Start The records

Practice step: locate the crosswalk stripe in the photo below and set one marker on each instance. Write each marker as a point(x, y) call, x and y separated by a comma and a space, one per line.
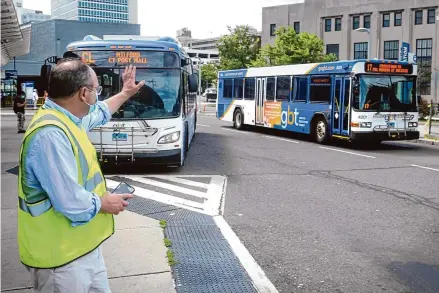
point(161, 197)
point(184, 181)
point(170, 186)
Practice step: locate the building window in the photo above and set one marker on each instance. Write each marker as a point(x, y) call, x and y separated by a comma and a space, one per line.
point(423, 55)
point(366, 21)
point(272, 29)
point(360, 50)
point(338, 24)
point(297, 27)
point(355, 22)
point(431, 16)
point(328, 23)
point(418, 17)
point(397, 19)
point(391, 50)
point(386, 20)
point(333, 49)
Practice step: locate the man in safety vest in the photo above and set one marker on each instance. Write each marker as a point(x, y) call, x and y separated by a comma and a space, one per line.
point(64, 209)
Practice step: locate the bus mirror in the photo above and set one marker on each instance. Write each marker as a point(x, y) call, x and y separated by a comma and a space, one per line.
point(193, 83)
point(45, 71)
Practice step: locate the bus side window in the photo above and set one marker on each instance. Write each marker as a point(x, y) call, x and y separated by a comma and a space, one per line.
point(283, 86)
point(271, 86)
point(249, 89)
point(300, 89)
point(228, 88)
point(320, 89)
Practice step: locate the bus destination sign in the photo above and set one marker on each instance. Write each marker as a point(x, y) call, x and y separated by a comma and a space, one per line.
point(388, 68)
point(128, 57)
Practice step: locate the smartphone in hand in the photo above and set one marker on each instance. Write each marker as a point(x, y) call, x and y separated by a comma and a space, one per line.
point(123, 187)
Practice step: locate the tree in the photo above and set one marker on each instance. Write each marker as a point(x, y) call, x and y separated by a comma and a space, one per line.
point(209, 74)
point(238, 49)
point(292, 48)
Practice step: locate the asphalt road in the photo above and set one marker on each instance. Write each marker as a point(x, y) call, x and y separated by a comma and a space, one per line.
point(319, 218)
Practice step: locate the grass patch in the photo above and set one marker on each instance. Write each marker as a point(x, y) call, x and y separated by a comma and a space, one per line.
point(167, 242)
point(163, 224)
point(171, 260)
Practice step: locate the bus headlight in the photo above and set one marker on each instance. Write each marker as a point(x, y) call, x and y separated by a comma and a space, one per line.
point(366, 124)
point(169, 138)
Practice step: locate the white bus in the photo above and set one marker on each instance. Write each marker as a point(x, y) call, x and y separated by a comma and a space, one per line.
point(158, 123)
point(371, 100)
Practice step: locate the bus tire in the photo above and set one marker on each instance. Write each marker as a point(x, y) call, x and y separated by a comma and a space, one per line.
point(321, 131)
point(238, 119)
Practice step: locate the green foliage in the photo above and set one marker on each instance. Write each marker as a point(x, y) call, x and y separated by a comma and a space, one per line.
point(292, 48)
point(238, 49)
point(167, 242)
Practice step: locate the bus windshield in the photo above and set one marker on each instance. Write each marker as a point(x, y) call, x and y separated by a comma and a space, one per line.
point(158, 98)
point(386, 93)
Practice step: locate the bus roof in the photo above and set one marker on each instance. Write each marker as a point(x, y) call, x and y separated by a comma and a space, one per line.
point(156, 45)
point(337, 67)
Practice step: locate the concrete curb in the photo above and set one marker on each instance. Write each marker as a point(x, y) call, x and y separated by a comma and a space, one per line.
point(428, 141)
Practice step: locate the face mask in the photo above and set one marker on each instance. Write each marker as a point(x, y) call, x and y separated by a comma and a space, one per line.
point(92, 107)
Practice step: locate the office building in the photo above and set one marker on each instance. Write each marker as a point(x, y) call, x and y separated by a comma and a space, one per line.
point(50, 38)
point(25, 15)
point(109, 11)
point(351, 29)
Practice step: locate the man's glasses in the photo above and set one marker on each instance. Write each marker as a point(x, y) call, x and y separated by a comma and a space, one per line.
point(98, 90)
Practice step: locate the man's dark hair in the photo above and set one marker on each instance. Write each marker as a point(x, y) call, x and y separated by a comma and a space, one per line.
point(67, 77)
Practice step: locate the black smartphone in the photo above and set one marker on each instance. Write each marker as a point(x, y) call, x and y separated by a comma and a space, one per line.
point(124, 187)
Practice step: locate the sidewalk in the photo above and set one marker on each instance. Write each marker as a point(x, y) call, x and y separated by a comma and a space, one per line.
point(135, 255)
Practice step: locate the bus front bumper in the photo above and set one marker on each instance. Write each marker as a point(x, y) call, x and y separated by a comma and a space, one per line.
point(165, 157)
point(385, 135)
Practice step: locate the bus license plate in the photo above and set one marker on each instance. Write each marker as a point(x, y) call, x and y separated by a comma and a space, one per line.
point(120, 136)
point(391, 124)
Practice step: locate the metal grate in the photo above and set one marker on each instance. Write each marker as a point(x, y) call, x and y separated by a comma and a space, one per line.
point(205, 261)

End The records

Reproduce only the lines that begin at the one containing "Practice step: locate the sidewalk" and end after the one containing "point(391, 124)". Keep the requests as they are, and shift every x and y coordinate in the answers upward by 123.

Practice step: locate the sidewalk in the photo above and set one marker on each instance. Write each marker as a point(x, y) call, x and y separated by a comma and a space, one per line.
point(258, 378)
Practice step: locate the bus front bumper in the photo above and set one marker on each instance. Write each marker as a point(x, y) call, x and y separated by a comma and a space, one per line.
point(288, 280)
point(508, 258)
Practice step: locate the bus license plate in the photo above and set one marker on each instance. Write each marker as a point(x, y) call, x and y separated by a comma and a space, one per line.
point(243, 259)
point(514, 247)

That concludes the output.